### Instrucción 1:
Copia sin cambios el pasaje del ensayo sobre tradición y ruptura que se abre con las palabras que contienen "DGD: Redes 71" y se cierra con "la lógica adultas.".
### Instrucción 2:
Según el ensayo sobre tradición y ruptura, ¿cómo explicaba el niño inglés su método para dibujar?

### Texto extraído:
+--

DGD: Redes 71 (clonografía), 2009 |
viernes, 5 de julio de 2013
Tradición y ruptura: el conflicto esencial. Apostillas (XXI: Infancia y madurez)
(XXI) Infancia y madurez
Un niño podría preguntarse por qué es necesaria la
tradición, y por qué ésta es indesligable de su ruptura. Y es que los niños
hacen preguntas fundamentales sin la retórica y la lógica adultas.
En este
sentido el niño es la ruptura de la tradición adulta. Y acaso ello explica por
qué la sociedad insiste en ver al niño como adulto en potencia, es decir como
una mera promesa cuyo cumplimiento corre a cargo —muy significativamente— no
del niño sino del adulto mismo.
Curioso nivel
éste en el que la ruptura no es definida sino como “promesa de tradición”.
*
En uno de los textos de Territorios,
Julio Cortázar registra con admiración la forma en que un niño inglés explicaba
su método para dibujar: “Primero pienso y luego trazo una línea alrededor de mi
pensamiento”. Esa es la forma en que actúa la tradición: hay un “pensamiento”

+--

### Datos proporcionados:
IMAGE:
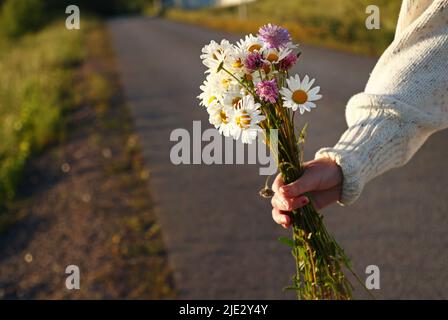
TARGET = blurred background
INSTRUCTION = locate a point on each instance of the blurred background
(85, 174)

+--

### Respuesta 1:
DGD: Redes 71 (clonografía), 2009 |
viernes, 5 de julio de 2013
Tradición y ruptura: el conflicto esencial. Apostillas (XXI: Infancia y madurez)
(XXI) Infancia y madurez
Un niño podría preguntarse por qué es necesaria la
tradición, y por qué ésta es indesligable de su ruptura. Y es que los niños
hacen preguntas fundamentales sin la retórica y la lógica adultas.

### Respuesta 2:
Decía que primero pensaba y luego trazaba una línea alrededor de su pensamiento.